> Exercise prompt: According to the commentary on CDC pool-closure guidance, what Oxidation/Reduction Potential can 20 ppm of chlorine produce?

Give me a break! Are there no math graduates at the Centers for Disease Control? The absurdity of keeping a public pool closed at “20 ppm” for “12.75 hours”, between pH 7.3 and 7.5 and a temperature of “about 77 degrees”… in order to deactivate all those nasty, bad cryptosporidiosis pathogens in lane two before they swim to lane one or three is truly ABSURD! Yes, we need to create significant Oxidation Potential (ORP) in the water after a fecal accident and, yes, it needs to be kick-butt, but to define the deactivation time as 12.75 hours (heavens, not 12.5 or 13 hours!) is mathematically – effectively and statistically – ridiculous! We at PPOA ask forgiveness, as the CDC is trying hard to make things safer for those swimmers in our public pools; it is just the crazy nature of their false “precision” that troubles us!
Twenty parts per million of “chlorine” (do they mean associated HOCl?) can produce an Oxidation/Reduction Potential of near 850 mV – a truly effective, highly qualitative sanitation value. But so does 16 ppm – even 30 ppm – as the functional value of each, exact residual level declines greatly with the increasing total of readable quantities. Cyanuric acid, along with every tenth decade of pH – and certainly considering the presence of those annoying ammonia compounds of chlorine called chloramine – have huge influences on the work value of the sanitizer in the water. Test-kit readings are simply a working range, not a functioning value! A tenth of a pH decade or 10 ppm CYA can have far more influence on the work value of a free-chlorine residual than a few ppm up or down. (And what does “between pH 7.3 and 7.5” mean? Literally it’s 7.4, not sorta’ but exactly.)
We know that many of our “public” pools are not fitted with ORP controllers, those wonderful automation devices managing the chemical pumps while reading the actual work value… but we must be aware of the working ranges of those variables we can measure. Let’s look:
“20 ppm” is hugely variable in its work value in the presence of many other variables. It can represent the same ORP (oxidation/reduction potential, the quality of the process) as just 2 ppm at a low pH, no combined chlorine and no cyanuric acid, while comparing it to as much as 30 ppm with 50 ppm CYA, a bit higher pH (like 7.6) and a dominance of chloramine.
Finally, and only if we actually “do it right”, we are told we’ll be “inactivating” 99.9% of those nasty pathogen, meaning just 0.1% will be living and thriving, swimming a bit slower but continuously infecting about one out of a thousand of us… So count all those folks in your pool and, if you’re among about a hundred patrons out there swimming, you only have just one lousy chance in ten of getting that deadly cryptosporidiosis!
Those of us who have been swimming from high school (captain of the 1956 team) through college (captain of the 1960 team) and much more since don’t seem to be too concerned about fecal sanitation. Check PPOA articles in our Pumproom Press ~ issues 4, 6, Summer 98 and issue 36. From cheek wash to brown trout, pool stools and baby-Ruth floaters, you’ll understand that our ability to resist contamination in human infestation is pretty doggone’ wonderful. Otherwise, this contributor would surely be sick today, not interested in ever going swimming again nor in writing this piece!

> Dataset excerpts:
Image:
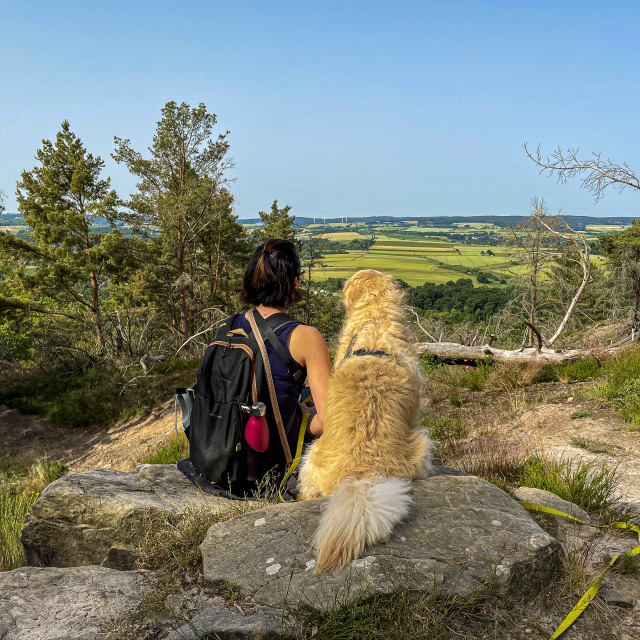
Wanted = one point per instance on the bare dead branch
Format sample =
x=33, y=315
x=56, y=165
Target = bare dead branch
x=421, y=327
x=598, y=174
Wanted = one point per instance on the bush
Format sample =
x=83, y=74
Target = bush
x=587, y=484
x=472, y=378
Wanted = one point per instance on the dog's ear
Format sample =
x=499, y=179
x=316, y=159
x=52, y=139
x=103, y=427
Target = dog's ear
x=369, y=285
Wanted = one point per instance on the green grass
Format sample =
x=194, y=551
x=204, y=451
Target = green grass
x=594, y=446
x=21, y=483
x=583, y=369
x=176, y=449
x=413, y=260
x=589, y=484
x=471, y=378
x=13, y=509
x=444, y=428
x=403, y=615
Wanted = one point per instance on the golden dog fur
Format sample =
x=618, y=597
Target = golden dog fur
x=372, y=443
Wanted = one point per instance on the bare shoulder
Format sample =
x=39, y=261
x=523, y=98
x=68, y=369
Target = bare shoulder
x=305, y=332
x=307, y=343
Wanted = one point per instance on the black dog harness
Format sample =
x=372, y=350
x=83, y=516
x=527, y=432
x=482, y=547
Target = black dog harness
x=363, y=352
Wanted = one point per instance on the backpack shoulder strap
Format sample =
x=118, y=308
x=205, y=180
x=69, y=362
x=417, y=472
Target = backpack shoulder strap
x=225, y=327
x=252, y=317
x=268, y=333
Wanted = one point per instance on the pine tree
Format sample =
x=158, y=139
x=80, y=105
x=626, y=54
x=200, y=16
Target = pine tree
x=61, y=200
x=180, y=193
x=277, y=224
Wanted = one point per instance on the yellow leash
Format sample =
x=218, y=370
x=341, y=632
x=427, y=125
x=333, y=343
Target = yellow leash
x=586, y=599
x=294, y=464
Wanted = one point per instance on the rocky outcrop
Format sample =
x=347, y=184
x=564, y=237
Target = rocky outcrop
x=258, y=623
x=91, y=518
x=461, y=533
x=73, y=603
x=548, y=499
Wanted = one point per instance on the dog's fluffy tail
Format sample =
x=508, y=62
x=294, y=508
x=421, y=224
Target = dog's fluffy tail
x=359, y=512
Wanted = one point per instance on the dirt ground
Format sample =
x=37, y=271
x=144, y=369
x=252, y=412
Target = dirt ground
x=119, y=447
x=538, y=418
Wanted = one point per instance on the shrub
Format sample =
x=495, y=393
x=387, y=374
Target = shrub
x=588, y=484
x=595, y=446
x=13, y=509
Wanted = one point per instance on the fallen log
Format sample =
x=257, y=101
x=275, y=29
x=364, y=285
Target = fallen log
x=454, y=353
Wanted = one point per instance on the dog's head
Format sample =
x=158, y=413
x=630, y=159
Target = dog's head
x=370, y=288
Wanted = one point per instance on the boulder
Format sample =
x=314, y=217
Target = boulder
x=461, y=533
x=74, y=603
x=90, y=518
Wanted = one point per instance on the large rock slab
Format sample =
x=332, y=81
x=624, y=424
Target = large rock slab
x=548, y=499
x=70, y=604
x=261, y=623
x=90, y=518
x=460, y=533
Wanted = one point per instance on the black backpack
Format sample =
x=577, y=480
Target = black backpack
x=231, y=379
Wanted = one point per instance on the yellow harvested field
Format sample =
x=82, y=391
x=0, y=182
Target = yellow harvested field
x=425, y=249
x=339, y=234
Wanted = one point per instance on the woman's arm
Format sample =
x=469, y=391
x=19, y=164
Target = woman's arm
x=307, y=346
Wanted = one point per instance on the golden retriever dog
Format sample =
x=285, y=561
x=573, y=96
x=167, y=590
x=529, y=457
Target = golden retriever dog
x=372, y=444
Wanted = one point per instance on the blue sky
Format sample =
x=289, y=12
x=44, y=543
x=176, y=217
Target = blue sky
x=338, y=108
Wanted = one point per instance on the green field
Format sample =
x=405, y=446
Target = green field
x=414, y=261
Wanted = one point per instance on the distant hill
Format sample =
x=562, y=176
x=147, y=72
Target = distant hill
x=577, y=222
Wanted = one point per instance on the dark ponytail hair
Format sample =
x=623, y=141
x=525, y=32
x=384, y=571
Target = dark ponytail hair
x=270, y=275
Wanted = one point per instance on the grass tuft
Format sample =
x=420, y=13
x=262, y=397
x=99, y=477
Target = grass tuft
x=13, y=509
x=594, y=446
x=174, y=450
x=402, y=615
x=588, y=484
x=21, y=483
x=580, y=413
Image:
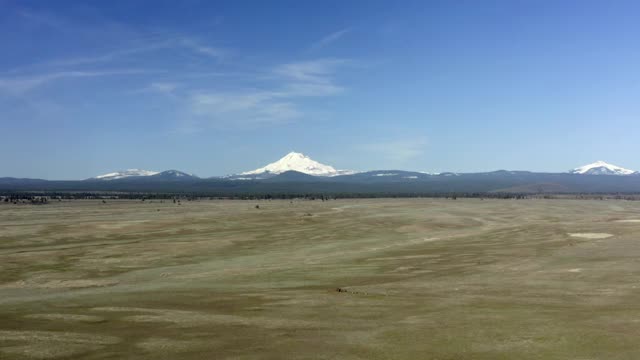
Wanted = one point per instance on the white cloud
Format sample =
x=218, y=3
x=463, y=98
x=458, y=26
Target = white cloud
x=23, y=84
x=397, y=151
x=276, y=105
x=329, y=39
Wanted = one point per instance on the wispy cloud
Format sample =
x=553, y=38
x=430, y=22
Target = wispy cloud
x=23, y=84
x=397, y=151
x=327, y=40
x=275, y=105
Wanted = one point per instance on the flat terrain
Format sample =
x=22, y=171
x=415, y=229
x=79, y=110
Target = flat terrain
x=345, y=279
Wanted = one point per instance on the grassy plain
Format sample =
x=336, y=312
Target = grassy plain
x=417, y=279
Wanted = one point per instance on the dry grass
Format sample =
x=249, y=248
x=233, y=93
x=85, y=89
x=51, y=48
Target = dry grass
x=417, y=278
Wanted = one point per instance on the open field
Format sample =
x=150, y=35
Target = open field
x=342, y=279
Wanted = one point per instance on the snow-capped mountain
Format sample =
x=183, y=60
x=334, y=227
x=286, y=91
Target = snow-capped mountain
x=299, y=162
x=601, y=168
x=124, y=174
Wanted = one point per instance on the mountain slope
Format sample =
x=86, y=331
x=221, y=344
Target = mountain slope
x=601, y=168
x=124, y=174
x=295, y=161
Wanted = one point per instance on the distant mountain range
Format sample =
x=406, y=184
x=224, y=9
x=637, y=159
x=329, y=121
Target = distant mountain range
x=297, y=173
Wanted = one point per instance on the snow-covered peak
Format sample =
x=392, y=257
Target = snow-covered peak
x=295, y=161
x=124, y=174
x=601, y=168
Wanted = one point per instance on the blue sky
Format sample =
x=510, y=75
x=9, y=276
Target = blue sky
x=214, y=87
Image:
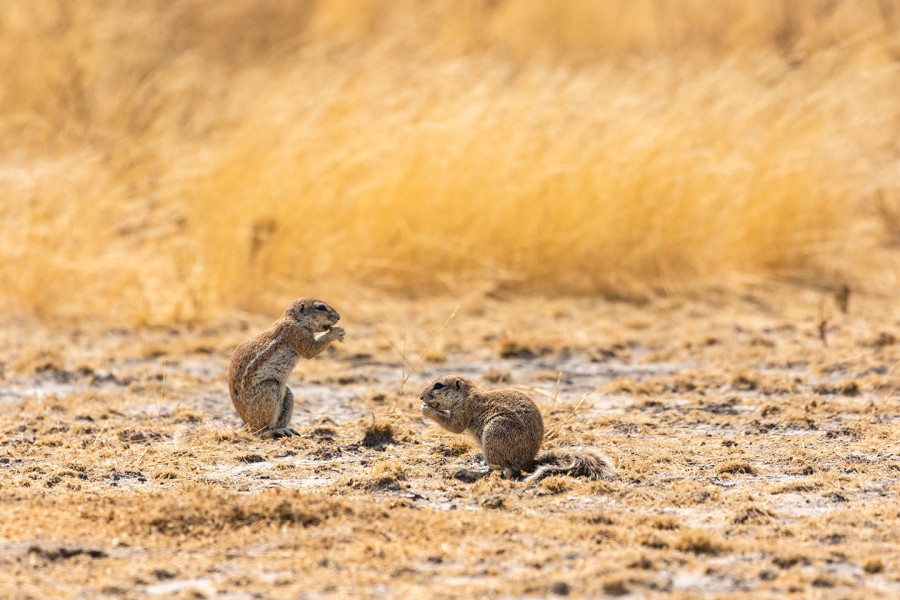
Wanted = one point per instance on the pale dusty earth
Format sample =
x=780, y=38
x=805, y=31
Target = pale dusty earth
x=756, y=437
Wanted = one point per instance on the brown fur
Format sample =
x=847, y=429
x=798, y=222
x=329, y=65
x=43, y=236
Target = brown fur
x=257, y=378
x=508, y=427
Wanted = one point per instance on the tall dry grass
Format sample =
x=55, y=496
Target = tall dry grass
x=161, y=161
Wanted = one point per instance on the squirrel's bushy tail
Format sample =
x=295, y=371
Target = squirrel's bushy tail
x=578, y=462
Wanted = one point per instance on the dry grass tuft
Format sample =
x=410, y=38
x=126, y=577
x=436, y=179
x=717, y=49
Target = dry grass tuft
x=735, y=467
x=378, y=434
x=436, y=146
x=698, y=542
x=873, y=565
x=386, y=476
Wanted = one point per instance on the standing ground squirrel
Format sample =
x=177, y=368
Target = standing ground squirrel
x=509, y=430
x=260, y=366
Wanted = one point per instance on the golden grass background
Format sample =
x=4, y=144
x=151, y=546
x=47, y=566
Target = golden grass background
x=163, y=162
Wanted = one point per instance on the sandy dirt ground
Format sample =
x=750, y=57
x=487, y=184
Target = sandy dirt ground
x=756, y=437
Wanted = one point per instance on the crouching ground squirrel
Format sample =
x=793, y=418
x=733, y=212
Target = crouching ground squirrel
x=509, y=429
x=260, y=366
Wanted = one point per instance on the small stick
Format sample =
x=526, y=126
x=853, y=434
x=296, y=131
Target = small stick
x=425, y=351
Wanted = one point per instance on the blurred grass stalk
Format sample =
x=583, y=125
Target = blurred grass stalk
x=163, y=161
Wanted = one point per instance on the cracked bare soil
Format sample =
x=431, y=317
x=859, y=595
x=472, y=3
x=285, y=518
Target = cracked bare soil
x=756, y=438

> Your response: Near 850 mV.